▸ **Trecho**:
++++++

Rita Ribeiro põe na gira versos, sons e ritmos vindos de diferentes referências, da cidade e do interior. Ela traduz na voz exuberante e na forte presença de palco o canto híbrido (cool e popular) do Brasil.
Rita Ribeiro é daqueles artistas que tem na inquietação o motor de sua arte. Incomodada, pela vida, mas de uma felicidade (de viver) contagiante, Rita Ribeiro traz a vida na voz: por ser feliz, por sofrer, por esperar, como todo indivíduo solto no redemoinho.
Essa voz é sempre emprestada a sujeitos poéticos que intensificam a potência, toda brasileira, de respeito e de convivência pacífica entre os diversos signos culturais de nosso povo: aqui, diferente do modelo norte americano de segregação que, vira e mexe, tentam importar, "jesus de nazaré e os tambores do candomblé" fazem juntos a pajelança que dá sustento existencial à nossa gente.
Penso nisso enquanto ouço Rita cantar "Há mulheres", de Vânia Borges, guardada no disco Pérolas aos povos (1999). A voz da cantora, anexada àquilo que é dito pela letra, emula a voz dos poetas clássicos, quando estes evocavam as musas da poesia para compor; ao mesmo tempo em que parece, ao figurativizar as mulheres que se pintam de caulim para o deus louvar, a voz de uma seguidora, fiel e combalida, de alguma ciranda sagrada do interior do mundo.

++++++

▸ **Problemas a resolver**:
- a) Reescreva a parte do trecho sobre Rita Ribeiro que começa com as palavras contendo "Penso nisso enquanto" e termina com "interior do mundo.", substituindo "musas" por "deusas".
- b) Diga se cada afirmação está de acordo com o trecho sobre Rita Ribeiro e responda sim ou não, citando as palavras do trecho que decidem: (i) Rita Ribeiro canta uma música de Vânia Borges no disco Pérolas aos povos, de 1999; (ii) o modelo norte-americano de segregação é apresentado como parecido com o brasileiro; (iii) a voz de Rita Ribeiro é descrita como contida.
Responda com base somente no trecho.

++++++

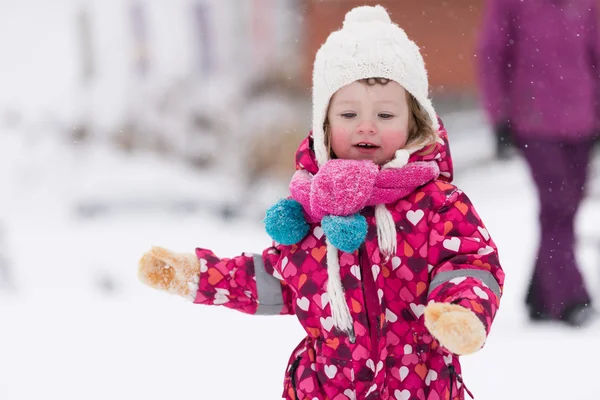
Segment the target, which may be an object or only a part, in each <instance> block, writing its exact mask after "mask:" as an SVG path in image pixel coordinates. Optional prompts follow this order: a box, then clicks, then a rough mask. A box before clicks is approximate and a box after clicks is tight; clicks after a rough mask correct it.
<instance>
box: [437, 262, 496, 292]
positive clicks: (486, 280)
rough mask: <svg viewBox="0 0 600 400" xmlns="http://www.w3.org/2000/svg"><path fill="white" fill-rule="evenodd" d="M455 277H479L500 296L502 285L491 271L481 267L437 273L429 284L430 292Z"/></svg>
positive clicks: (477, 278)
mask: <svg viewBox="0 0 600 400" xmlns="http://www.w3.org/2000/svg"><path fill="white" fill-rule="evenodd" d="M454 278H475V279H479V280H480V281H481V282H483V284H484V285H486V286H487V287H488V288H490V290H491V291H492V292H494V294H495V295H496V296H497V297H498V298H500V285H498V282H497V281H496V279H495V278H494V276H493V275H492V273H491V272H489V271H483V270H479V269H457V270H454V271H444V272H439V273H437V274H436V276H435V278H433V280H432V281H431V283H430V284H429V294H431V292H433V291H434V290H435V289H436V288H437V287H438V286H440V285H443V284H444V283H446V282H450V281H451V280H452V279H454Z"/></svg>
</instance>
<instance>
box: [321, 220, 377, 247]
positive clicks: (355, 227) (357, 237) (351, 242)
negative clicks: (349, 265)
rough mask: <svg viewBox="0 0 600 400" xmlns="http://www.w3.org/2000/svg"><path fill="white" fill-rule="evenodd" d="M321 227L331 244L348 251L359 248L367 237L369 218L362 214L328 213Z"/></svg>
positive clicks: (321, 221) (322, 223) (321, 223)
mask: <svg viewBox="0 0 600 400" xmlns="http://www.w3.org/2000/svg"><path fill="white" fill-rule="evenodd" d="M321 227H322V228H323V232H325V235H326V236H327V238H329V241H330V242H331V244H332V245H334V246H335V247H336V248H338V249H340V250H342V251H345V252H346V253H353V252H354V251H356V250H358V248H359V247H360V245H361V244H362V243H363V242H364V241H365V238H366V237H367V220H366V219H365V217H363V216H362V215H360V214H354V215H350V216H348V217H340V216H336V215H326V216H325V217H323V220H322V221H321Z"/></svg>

++++++

▸ **Respostas das tarefas**:
- a)
Penso nisso enquanto ouço Rita cantar "Há mulheres", de Vânia Borges, guardada no disco Pérolas aos povos (1999). A voz da cantora, anexada àquilo que é dito pela letra, emula a voz dos poetas clássicos, quando estes evocavam as deusas da poesia para compor; ao mesmo tempo em que parece, ao figurativizar as mulheres que se pintam de caulim para o deus louvar, a voz de uma seguidora, fiel e combalida, de alguma ciranda sagrada do interior do mundo.

- b)
(i) Sim: "de Vânia Borges, guardada no disco Pérolas aos povos (1999)".
(ii) Não: "diferente do modelo norte americano de segregação".
(iii) Não: "na voz exuberante".